→ **CHALLENGE 1**
Answer these questions from the court heading:
(a) Which advocate appeared for the appellant?
(b) Under which section of the Arbitration and Conciliation Act, 1996 is this appeal filed?
(c) On what date was the judgment and decree under challenge passed?
→ **CHALLENGE 2**
Edit the court heading by rewriting it from "Citation : 2021" up to and including "APPEAL No.6787/2021 (AA)", with "PRESENT" changed to "CORAM".
→ **CHALLENGE 3**
Which six-digit numbers follow "MANGALORE" in the court heading? List them all.

→ **TEXT PROVIDED**
Citation : 2021 Latest Caselaw 6320 Kant
Judgement Date : 17 December, 2021
IN THE HIGH COURT OF KARNATAKA AT BENGALURU
DATED THIS THE 17TH DAY OF DECEMBER, 2021
PRESENT
THE HON'BLE MR. JUSTICE B. VEERAPPA
AND
THE HON'BLE Mrs. JUSTICE K.S. HEMALEKHA
MISCELLANEOUS FIRST APPEAL No.6787/2021 (AA)
BETWEEN:
NATIONAL HIGHWAYS AUTHORITY OF INDIA
PROJECT IMPLEMENTATION UNIT
DOOR NO.3-29, BETHEL
THARETHOTA,
NEAR PUMPWELL
(NH-66) MANGALORE - 575005
REP. BY ITS PROJECT
DIRECTOR.
...APPELLANT
(BY SRI SREENATH V.K, ADVOCATE)
AND:
1. RAGHURAM SUVARNA
AGED BY MAJOR
S/O LATE B MONAPPA
SUVARNA
KOLYA, KOTEKAR POST
SOMESHWARA VILLAGE
MANGALORE - 575022.
2. THE ARBITRATOR & DEPUTY
COMMISSIONER
-2-
D.K DISTRICT
MANGALORE - 575001.
...RESPONDENTS
****
THIS MISCELLANEOUS FIRST APPEAL IS FILED
UNDER SECTION 37(1)(C) OF THE ARBITRATION AND
CONCILIATION ACT, 1996, PRAYING TO AGAINST THE
JUDGMENT AND DECREE DATED 01.12.2020 PASSED IN
A.S.NO.14/2019 ON THE FILE OF THE IV ADDITIONAL
DISTRICT AND SESSIONS JUDGE, DAKSHINA KANNADA,
MANGALURU, DISMISSING THE ARBITRATION
APPLICATION FILED UNDER SECTION 34(2) OF THE
ARBITRATION AND CONCILIATION ACT, 1996.

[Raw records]
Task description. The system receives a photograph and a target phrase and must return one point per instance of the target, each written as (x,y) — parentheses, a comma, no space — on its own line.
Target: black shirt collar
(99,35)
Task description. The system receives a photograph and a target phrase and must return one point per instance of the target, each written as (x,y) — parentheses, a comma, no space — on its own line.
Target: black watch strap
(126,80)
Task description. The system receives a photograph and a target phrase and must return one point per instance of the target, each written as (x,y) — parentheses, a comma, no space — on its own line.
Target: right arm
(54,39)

==

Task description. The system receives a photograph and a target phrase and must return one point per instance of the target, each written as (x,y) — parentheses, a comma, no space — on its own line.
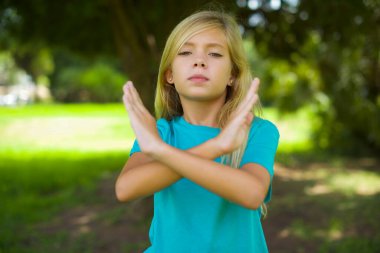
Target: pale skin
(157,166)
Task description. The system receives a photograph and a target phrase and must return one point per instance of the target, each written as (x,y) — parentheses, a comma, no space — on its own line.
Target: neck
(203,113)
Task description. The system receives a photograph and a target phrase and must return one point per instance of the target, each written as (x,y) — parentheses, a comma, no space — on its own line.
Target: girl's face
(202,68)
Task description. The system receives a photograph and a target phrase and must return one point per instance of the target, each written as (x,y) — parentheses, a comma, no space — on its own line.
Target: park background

→ **EXERCISE ANSWER 1**
(a) Sri Sreenath V.K.
(b) Section 37(1)(C)
(c) 01.12.2020

→ **EXERCISE ANSWER 2**
Citation : 2021 Latest Caselaw 6320 Kant
Judgement Date : 17 December, 2021
IN THE HIGH COURT OF KARNATAKA AT BENGALURU
DATED THIS THE 17TH DAY OF DECEMBER, 2021
CORAM
THE HON'BLE MR. JUSTICE B. VEERAPPA
AND
THE HON'BLE Mrs. JUSTICE K.S. HEMALEKHA
MISCELLANEOUS FIRST APPEAL No.6787/2021 (AA)

→ **EXERCISE ANSWER 3**
575005, 575022, 575001